>>>>>
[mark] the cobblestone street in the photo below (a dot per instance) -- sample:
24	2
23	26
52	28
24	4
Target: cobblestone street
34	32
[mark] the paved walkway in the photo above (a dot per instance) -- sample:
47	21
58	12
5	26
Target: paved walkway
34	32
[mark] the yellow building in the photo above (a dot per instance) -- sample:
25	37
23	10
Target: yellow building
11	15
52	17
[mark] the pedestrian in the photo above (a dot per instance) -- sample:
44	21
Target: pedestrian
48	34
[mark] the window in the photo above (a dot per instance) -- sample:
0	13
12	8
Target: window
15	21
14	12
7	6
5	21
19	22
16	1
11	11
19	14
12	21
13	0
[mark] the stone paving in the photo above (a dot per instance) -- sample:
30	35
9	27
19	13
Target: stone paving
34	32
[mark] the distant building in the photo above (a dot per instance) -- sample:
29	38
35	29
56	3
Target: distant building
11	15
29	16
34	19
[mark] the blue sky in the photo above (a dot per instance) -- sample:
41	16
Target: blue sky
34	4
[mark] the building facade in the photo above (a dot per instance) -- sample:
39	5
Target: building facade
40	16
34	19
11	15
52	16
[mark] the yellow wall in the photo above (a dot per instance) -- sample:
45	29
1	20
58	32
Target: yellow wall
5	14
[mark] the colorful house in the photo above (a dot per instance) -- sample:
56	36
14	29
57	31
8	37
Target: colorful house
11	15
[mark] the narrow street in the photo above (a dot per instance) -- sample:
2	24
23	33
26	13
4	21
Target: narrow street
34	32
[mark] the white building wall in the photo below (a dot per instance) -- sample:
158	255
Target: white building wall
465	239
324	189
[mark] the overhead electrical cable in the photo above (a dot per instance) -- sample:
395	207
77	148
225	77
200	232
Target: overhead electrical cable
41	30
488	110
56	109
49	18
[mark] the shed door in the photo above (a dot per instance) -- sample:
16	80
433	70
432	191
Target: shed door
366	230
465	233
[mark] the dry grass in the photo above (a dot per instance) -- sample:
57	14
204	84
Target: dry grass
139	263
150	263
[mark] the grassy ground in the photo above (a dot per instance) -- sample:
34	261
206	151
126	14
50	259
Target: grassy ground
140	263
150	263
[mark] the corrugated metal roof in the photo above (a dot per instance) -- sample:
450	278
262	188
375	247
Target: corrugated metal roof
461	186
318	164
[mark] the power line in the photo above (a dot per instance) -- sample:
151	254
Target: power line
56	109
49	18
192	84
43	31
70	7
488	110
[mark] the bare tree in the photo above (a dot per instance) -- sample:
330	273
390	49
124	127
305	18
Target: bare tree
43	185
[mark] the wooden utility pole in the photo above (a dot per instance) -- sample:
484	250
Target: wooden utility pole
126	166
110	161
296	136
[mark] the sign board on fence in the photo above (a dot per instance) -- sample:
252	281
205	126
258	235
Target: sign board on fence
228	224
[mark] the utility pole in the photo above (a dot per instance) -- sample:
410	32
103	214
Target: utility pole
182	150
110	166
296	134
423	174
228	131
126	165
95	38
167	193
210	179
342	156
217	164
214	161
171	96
<<<<<
**The problem**
Reproduce all of the entries verbatim.

**Task output**
[mark] the cobblestone street in the photo below (a dot per instance) -- sample:
24	2
23	26
52	28
24	4
Target: cobblestone street
34	32
[mark] the paved walkway in the photo above (a dot per instance) -- sample:
47	21
58	12
5	26
Target: paved walkway
34	32
[mark] the yellow building in the photo above (a dot per instance) -- sample:
25	37
23	10
Target: yellow building
11	15
52	17
[mark] the pedestrian in the photo above (a dot per instance) -- sample:
44	21
Target: pedestrian
48	34
[mark] the window in the photo above (a dot per instance) -- sample:
0	13
12	8
Target: window
15	21
14	12
7	6
5	21
19	22
16	1
11	11
19	14
12	21
13	0
[mark] the stone paving in the photo above (a dot per instance) -- sample:
30	35
9	27
19	13
Target: stone paving
34	32
[mark] the distant building in the photo above (a dot per instance) -- sample:
29	38
35	29
56	3
Target: distant building
11	15
29	16
34	19
[mark] the blue sky in the photo above (a dot per instance) -- sample:
41	16
Target: blue sky
34	4
[mark] the building facade in the photo above (a dot per instance) -- sample:
39	5
Target: building facade
40	16
34	19
11	15
52	16
[mark] the yellow wall in the photo above (a dot per instance) -- sample:
45	29
1	20
58	32
Target: yellow wall
5	14
[mark] the colorful house in the photo above (a dot per instance) -- sample:
56	36
14	29
57	31
8	37
Target: colorful house
11	15
[mark] the narrow street in the photo above (a dot per instance) -- sample:
2	24
23	33
26	13
4	21
Target: narrow street
34	32
[mark] the white building wall in the photo below (a dot per instance) -- sample:
158	255
Target: white building wall
465	239
324	189
[mark] the overhead electrical cable in the photo above (a dot per instance) -- sample:
395	207
77	148
225	77
200	232
Target: overhead electrical cable
41	30
488	110
56	109
49	18
[mark] the shed door in the photo above (a dot per instance) -- sample:
16	80
433	70
432	191
Target: shed door
366	230
465	233
[mark] the dry grass in the photo above (a dot per instance) -- sample:
57	14
204	84
Target: dry grass
139	263
150	263
[mark] the grassy ground in the photo above (a dot per instance) -- sample:
34	261
206	151
126	14
50	259
Target: grassy ground
140	263
150	263
[mark] the corrugated metal roof in the photo above (a dot per instance) -- sample:
450	278
262	188
375	247
Target: corrugated metal roof
461	186
318	164
[mark] the power line in the photo above (a dot per instance) -- sample:
151	254
Target: power line
56	109
49	18
192	84
43	31
70	7
488	110
[mark] the bare tree in the photo above (a dot per instance) -- sample:
330	273
390	49
124	127
305	18
Target: bare tree
43	185
[mark] the wooden utility pole in the photo above (a dot per instance) -- sample:
484	250
Target: wooden utility pole
126	166
110	161
296	136
[mark] the sign board on fence in the photo above (a dot per instance) -- sample:
252	281
205	126
258	235
Target: sign board on fence
228	224
[mark] the utility pole in the photo above (a dot per instance) -- sample:
410	32
103	214
Target: utility pole
182	150
110	166
296	134
423	174
228	131
126	165
95	38
167	193
210	179
342	156
217	164
214	161
171	96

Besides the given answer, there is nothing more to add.